* Énoncé du problème: Combien de lignes des items ci-dessous contiennent la chaîne « roof », en tenant compte de la casse ? Comptez-les et donnez uniquement le nombre.

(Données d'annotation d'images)
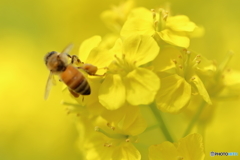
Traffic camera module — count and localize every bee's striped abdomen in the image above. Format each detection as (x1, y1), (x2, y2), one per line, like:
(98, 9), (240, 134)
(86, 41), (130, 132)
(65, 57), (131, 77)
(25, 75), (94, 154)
(61, 65), (91, 95)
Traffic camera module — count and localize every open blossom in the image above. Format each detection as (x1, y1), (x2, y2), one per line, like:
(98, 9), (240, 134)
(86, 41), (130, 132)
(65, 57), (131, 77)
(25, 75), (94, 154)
(153, 47), (215, 113)
(121, 7), (201, 48)
(98, 35), (160, 110)
(149, 133), (205, 160)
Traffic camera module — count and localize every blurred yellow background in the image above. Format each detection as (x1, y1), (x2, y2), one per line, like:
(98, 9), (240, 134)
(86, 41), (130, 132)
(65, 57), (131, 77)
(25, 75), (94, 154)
(0, 0), (240, 160)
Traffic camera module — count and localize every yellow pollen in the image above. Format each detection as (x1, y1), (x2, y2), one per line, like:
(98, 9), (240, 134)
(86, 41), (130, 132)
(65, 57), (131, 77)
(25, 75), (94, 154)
(172, 59), (177, 64)
(191, 77), (196, 81)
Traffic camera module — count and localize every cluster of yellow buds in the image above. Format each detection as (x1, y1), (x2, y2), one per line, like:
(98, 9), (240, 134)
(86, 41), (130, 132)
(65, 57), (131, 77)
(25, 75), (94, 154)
(61, 0), (240, 160)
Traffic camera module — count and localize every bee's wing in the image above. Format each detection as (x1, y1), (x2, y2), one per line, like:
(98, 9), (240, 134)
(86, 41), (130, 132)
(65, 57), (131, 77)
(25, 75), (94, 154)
(60, 43), (73, 55)
(44, 72), (56, 100)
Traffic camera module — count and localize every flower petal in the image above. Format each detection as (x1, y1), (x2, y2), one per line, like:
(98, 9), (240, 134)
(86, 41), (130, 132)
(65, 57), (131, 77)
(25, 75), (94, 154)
(152, 47), (181, 72)
(85, 47), (113, 75)
(158, 29), (190, 48)
(125, 68), (160, 105)
(79, 36), (102, 62)
(122, 34), (159, 66)
(98, 74), (126, 110)
(156, 74), (191, 113)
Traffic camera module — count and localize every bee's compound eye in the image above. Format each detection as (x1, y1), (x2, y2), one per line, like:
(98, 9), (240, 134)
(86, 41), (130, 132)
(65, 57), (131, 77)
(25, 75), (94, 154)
(44, 51), (57, 64)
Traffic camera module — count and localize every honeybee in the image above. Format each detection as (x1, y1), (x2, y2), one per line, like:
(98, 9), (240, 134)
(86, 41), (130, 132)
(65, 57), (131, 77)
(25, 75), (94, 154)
(44, 44), (98, 99)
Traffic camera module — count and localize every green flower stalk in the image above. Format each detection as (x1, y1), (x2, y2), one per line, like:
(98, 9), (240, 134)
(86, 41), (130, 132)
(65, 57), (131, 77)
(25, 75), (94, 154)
(53, 1), (240, 160)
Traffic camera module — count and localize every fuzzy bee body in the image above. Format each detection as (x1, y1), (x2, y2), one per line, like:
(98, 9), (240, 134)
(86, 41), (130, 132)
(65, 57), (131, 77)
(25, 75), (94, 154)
(44, 45), (97, 99)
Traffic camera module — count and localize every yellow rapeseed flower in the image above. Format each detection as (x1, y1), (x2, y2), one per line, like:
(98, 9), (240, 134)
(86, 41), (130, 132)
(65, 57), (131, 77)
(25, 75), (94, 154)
(153, 47), (215, 113)
(99, 35), (160, 110)
(121, 7), (201, 48)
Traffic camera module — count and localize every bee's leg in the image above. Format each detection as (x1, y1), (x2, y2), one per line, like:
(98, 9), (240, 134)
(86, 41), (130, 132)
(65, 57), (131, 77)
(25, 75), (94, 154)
(68, 88), (79, 98)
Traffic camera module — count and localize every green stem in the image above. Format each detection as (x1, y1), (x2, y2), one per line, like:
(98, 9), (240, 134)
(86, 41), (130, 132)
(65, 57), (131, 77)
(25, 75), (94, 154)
(183, 101), (205, 137)
(150, 103), (173, 142)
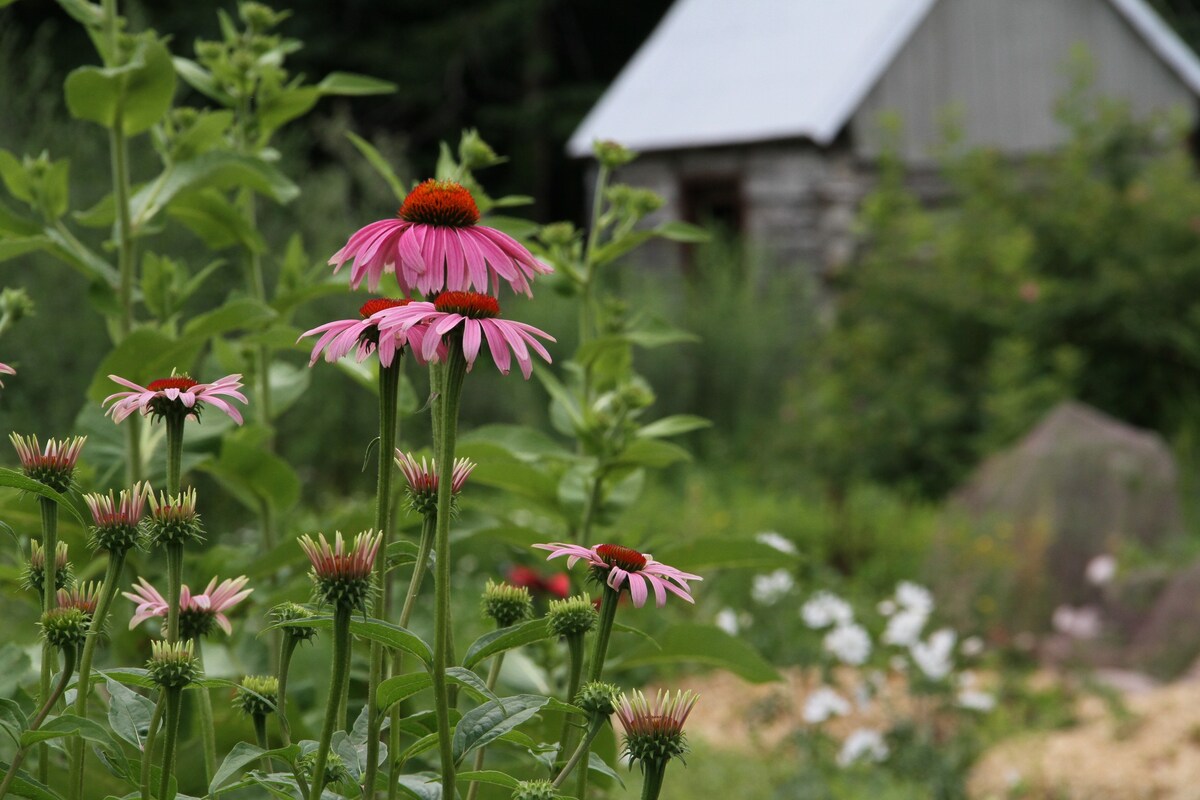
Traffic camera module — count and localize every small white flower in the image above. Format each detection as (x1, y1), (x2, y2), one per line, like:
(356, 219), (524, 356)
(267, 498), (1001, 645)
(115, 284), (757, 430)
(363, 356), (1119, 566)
(823, 622), (871, 667)
(800, 591), (854, 630)
(1084, 553), (1117, 587)
(715, 608), (740, 636)
(803, 686), (851, 724)
(750, 570), (796, 606)
(838, 728), (888, 766)
(754, 530), (799, 555)
(910, 627), (958, 680)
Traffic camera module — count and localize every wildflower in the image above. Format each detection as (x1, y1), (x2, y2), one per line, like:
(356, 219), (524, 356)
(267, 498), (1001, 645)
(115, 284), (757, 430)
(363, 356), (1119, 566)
(800, 591), (854, 630)
(329, 180), (552, 296)
(617, 690), (697, 771)
(121, 576), (253, 639)
(396, 447), (475, 515)
(484, 581), (533, 627)
(20, 541), (74, 595)
(146, 489), (204, 546)
(823, 624), (871, 667)
(300, 530), (383, 608)
(296, 297), (446, 367)
(104, 375), (248, 425)
(146, 639), (200, 688)
(8, 433), (88, 492)
(838, 728), (888, 766)
(908, 627), (958, 680)
(379, 291), (556, 380)
(803, 686), (851, 724)
(750, 570), (796, 606)
(534, 542), (703, 608)
(83, 483), (151, 554)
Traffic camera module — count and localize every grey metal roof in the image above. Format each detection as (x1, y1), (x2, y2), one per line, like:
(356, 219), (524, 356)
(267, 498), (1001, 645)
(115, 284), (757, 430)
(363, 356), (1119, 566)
(568, 0), (1200, 156)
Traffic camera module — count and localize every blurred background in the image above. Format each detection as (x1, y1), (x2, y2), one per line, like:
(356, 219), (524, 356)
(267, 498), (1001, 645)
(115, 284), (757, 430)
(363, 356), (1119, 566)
(11, 0), (1200, 800)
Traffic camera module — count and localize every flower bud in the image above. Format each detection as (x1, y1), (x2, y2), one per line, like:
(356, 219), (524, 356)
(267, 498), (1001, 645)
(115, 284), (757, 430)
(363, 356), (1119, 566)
(484, 581), (533, 627)
(546, 595), (600, 636)
(233, 675), (280, 717)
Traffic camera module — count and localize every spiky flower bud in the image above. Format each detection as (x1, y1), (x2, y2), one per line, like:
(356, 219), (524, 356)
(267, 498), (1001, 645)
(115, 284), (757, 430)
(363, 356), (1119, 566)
(8, 433), (88, 492)
(146, 489), (204, 547)
(83, 483), (151, 555)
(233, 675), (280, 717)
(575, 680), (620, 717)
(271, 602), (317, 642)
(546, 595), (600, 636)
(511, 781), (562, 800)
(20, 541), (74, 595)
(484, 581), (533, 627)
(38, 606), (91, 650)
(300, 530), (383, 609)
(146, 640), (200, 688)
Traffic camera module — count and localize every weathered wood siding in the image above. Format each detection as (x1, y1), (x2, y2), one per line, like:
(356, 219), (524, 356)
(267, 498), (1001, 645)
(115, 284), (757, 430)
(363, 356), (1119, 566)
(851, 0), (1195, 161)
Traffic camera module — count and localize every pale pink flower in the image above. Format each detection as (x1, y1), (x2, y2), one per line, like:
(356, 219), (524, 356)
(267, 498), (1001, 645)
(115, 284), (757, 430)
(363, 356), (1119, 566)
(379, 291), (554, 380)
(329, 180), (552, 295)
(104, 375), (248, 425)
(121, 576), (254, 638)
(296, 297), (445, 367)
(534, 542), (703, 608)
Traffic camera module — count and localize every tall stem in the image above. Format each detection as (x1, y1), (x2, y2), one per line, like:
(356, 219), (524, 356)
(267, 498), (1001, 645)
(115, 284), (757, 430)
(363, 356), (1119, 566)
(67, 553), (125, 800)
(308, 603), (354, 800)
(158, 686), (184, 800)
(362, 367), (402, 798)
(0, 648), (76, 800)
(37, 498), (59, 783)
(432, 345), (467, 800)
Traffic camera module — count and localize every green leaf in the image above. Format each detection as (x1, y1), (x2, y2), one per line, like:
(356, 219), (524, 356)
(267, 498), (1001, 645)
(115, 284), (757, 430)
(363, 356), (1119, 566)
(317, 72), (397, 97)
(620, 624), (779, 684)
(637, 414), (713, 439)
(64, 37), (175, 136)
(0, 467), (90, 530)
(452, 694), (550, 762)
(462, 619), (553, 669)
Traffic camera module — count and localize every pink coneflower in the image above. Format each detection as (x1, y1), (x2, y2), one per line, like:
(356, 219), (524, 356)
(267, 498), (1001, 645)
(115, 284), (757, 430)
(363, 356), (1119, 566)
(534, 542), (703, 608)
(329, 180), (552, 295)
(104, 375), (248, 425)
(379, 291), (554, 380)
(121, 576), (254, 639)
(296, 297), (446, 367)
(8, 433), (88, 492)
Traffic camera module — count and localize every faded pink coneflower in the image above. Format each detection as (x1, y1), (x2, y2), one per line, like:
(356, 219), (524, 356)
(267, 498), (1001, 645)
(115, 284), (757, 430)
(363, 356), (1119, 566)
(329, 180), (552, 296)
(534, 542), (703, 608)
(104, 375), (248, 425)
(379, 291), (556, 380)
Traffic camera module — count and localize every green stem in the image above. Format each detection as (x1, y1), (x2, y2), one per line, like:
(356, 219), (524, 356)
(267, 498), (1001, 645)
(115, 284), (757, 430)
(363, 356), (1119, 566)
(67, 553), (125, 800)
(432, 345), (467, 800)
(362, 367), (402, 798)
(142, 692), (167, 800)
(554, 716), (605, 796)
(37, 498), (59, 783)
(308, 603), (354, 800)
(158, 686), (184, 800)
(0, 648), (76, 800)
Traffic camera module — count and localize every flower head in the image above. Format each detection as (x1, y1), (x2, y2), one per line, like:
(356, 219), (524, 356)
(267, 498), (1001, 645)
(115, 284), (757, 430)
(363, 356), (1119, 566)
(379, 291), (556, 380)
(121, 576), (253, 639)
(83, 483), (152, 554)
(8, 433), (88, 492)
(146, 489), (204, 546)
(396, 447), (475, 515)
(300, 530), (383, 608)
(534, 542), (703, 608)
(104, 375), (248, 425)
(329, 180), (552, 295)
(617, 690), (697, 769)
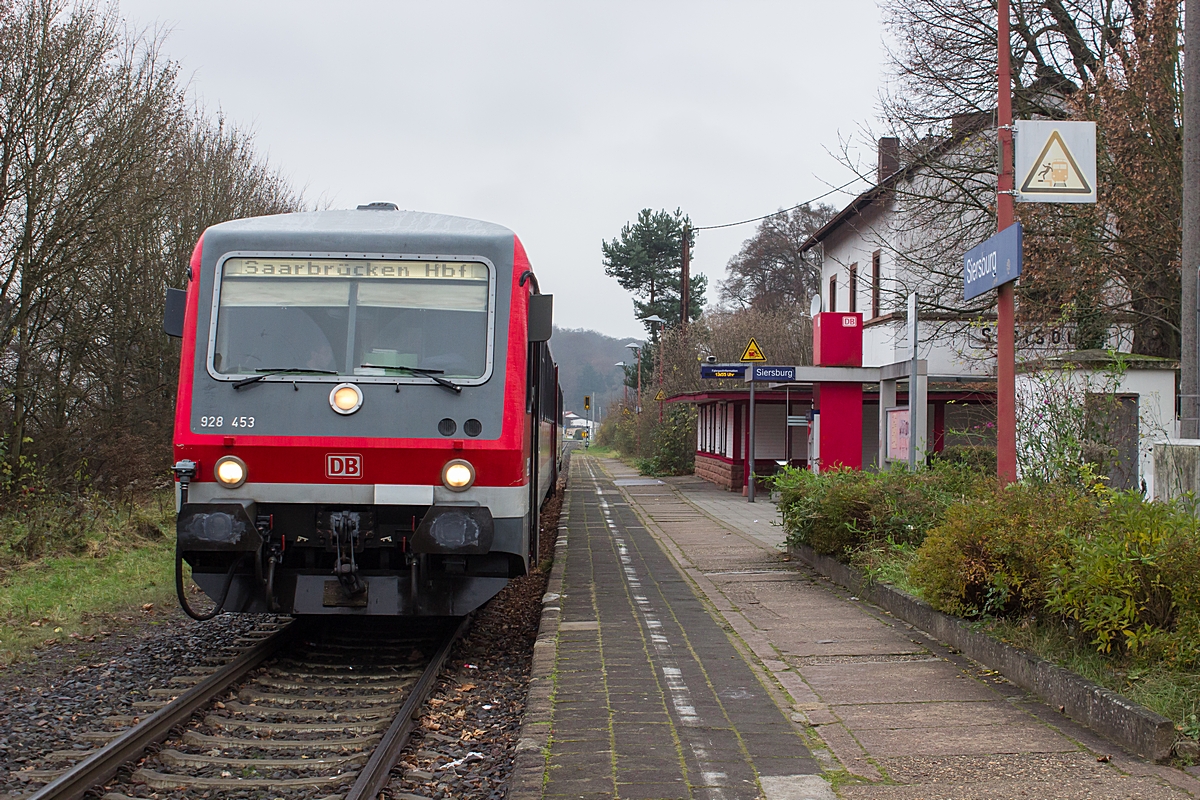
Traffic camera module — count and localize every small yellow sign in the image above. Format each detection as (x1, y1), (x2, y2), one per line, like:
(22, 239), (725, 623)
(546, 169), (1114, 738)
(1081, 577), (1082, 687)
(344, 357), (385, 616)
(1021, 131), (1092, 194)
(738, 338), (767, 361)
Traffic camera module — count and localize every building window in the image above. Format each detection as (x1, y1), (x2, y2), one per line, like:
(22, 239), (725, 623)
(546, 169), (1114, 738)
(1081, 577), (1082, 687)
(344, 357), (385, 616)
(871, 251), (882, 317)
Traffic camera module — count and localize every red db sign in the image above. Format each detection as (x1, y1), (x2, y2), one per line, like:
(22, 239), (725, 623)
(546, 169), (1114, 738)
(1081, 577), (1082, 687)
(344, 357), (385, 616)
(325, 453), (362, 479)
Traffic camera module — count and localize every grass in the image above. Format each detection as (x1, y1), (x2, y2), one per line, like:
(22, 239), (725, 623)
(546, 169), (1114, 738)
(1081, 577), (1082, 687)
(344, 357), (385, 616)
(0, 541), (175, 663)
(980, 619), (1200, 739)
(851, 543), (1200, 753)
(0, 492), (182, 664)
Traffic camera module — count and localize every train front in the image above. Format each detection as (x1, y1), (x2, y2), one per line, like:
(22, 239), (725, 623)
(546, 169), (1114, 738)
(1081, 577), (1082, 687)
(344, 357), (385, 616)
(174, 206), (536, 615)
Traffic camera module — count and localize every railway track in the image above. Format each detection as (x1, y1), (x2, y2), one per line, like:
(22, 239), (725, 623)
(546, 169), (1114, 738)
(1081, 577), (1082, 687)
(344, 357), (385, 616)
(26, 618), (468, 800)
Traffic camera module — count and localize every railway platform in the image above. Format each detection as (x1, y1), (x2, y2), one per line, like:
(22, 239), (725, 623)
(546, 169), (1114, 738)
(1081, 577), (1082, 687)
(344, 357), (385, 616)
(509, 452), (1200, 800)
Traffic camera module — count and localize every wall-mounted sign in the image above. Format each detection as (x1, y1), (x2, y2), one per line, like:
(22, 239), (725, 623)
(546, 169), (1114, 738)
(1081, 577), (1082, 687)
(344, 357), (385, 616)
(738, 338), (767, 361)
(962, 222), (1021, 300)
(700, 363), (746, 380)
(746, 363), (796, 383)
(887, 408), (908, 461)
(1014, 120), (1096, 203)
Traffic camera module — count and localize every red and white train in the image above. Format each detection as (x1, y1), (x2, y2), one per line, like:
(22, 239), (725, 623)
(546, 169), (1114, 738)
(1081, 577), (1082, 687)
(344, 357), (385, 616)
(166, 203), (562, 618)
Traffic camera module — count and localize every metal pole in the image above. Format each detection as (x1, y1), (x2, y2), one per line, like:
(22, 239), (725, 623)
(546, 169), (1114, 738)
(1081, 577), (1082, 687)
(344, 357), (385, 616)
(908, 291), (925, 470)
(1180, 0), (1200, 439)
(993, 0), (1016, 486)
(679, 225), (691, 331)
(746, 379), (755, 503)
(659, 323), (667, 425)
(634, 348), (642, 456)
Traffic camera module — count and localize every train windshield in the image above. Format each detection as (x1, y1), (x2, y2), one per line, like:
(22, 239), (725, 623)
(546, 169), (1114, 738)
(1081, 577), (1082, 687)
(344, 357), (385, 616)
(212, 258), (490, 380)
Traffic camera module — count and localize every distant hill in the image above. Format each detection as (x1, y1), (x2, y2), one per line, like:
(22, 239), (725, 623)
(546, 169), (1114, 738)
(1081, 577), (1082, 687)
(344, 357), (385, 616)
(550, 325), (634, 416)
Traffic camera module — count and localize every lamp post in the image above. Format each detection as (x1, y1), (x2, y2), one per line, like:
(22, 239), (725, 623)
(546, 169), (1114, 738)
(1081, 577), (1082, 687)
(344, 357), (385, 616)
(625, 342), (642, 456)
(612, 361), (629, 405)
(625, 342), (642, 414)
(642, 314), (667, 423)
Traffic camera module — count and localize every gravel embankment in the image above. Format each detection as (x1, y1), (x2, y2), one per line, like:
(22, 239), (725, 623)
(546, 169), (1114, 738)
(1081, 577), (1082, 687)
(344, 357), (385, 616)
(0, 608), (274, 796)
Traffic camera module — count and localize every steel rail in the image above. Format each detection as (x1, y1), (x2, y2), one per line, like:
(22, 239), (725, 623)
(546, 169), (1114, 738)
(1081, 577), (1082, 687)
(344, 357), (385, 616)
(343, 615), (472, 800)
(26, 622), (299, 800)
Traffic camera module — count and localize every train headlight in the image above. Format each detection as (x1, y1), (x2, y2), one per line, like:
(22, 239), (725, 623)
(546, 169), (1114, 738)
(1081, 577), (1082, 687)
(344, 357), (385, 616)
(329, 384), (362, 415)
(442, 458), (475, 492)
(212, 456), (246, 489)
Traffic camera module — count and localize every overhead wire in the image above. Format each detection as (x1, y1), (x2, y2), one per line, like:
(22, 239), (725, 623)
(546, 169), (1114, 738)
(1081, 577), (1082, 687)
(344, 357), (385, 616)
(692, 178), (863, 230)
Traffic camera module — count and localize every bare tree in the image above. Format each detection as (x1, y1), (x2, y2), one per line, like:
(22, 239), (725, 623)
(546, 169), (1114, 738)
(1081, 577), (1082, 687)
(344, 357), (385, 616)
(0, 0), (299, 491)
(878, 0), (1182, 356)
(718, 203), (836, 311)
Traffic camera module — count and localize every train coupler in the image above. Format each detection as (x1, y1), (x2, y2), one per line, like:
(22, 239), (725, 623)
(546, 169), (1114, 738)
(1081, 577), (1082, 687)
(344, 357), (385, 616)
(329, 511), (367, 597)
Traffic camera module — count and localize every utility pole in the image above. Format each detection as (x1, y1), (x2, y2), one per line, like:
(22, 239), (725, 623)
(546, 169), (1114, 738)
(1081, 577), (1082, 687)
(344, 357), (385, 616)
(679, 225), (691, 335)
(1180, 4), (1200, 439)
(993, 0), (1016, 486)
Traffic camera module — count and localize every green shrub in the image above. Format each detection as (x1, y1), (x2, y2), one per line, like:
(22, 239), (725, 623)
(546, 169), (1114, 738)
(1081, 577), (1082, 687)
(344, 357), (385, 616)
(770, 463), (990, 557)
(930, 445), (996, 475)
(637, 405), (696, 475)
(908, 485), (1100, 618)
(1046, 493), (1200, 666)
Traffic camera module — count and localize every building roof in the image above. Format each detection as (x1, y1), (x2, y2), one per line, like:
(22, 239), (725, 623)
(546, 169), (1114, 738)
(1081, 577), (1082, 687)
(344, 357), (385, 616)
(1018, 348), (1180, 372)
(800, 114), (992, 253)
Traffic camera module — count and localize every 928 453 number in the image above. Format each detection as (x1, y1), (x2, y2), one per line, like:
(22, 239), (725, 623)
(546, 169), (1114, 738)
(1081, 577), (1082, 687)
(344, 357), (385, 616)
(200, 416), (254, 428)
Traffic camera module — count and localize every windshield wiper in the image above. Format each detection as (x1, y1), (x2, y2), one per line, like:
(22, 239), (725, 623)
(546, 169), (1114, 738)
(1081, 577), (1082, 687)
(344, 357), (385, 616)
(359, 363), (462, 395)
(233, 367), (337, 389)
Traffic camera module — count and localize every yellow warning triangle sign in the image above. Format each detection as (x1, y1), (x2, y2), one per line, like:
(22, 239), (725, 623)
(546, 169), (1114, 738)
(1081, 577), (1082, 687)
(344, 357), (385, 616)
(738, 338), (767, 361)
(1021, 131), (1092, 194)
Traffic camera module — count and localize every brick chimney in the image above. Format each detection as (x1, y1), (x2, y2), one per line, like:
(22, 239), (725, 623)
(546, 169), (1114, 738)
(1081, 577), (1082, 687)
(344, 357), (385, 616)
(875, 136), (900, 184)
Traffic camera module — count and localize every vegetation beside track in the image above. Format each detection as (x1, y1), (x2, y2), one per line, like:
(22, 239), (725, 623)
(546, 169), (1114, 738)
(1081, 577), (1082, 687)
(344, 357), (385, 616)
(773, 463), (1200, 758)
(0, 492), (175, 664)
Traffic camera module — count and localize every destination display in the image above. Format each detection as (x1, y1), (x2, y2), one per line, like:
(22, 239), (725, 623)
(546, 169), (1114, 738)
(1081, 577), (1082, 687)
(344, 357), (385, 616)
(222, 258), (487, 282)
(700, 363), (746, 380)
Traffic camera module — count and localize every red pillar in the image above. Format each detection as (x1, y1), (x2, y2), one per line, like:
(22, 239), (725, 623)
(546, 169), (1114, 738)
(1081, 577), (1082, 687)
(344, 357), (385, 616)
(996, 0), (1016, 485)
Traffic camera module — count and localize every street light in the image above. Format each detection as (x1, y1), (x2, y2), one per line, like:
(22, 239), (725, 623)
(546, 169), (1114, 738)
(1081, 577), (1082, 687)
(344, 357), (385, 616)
(612, 361), (629, 405)
(625, 342), (642, 456)
(642, 314), (667, 422)
(625, 342), (642, 414)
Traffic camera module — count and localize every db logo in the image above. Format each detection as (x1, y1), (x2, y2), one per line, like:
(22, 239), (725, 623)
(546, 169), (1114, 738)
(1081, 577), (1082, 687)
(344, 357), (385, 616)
(325, 453), (362, 477)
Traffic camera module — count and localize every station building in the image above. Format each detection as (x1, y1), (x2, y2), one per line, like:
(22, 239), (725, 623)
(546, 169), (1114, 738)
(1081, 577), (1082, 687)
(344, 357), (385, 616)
(670, 131), (1178, 492)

* Réponse rédigée: 2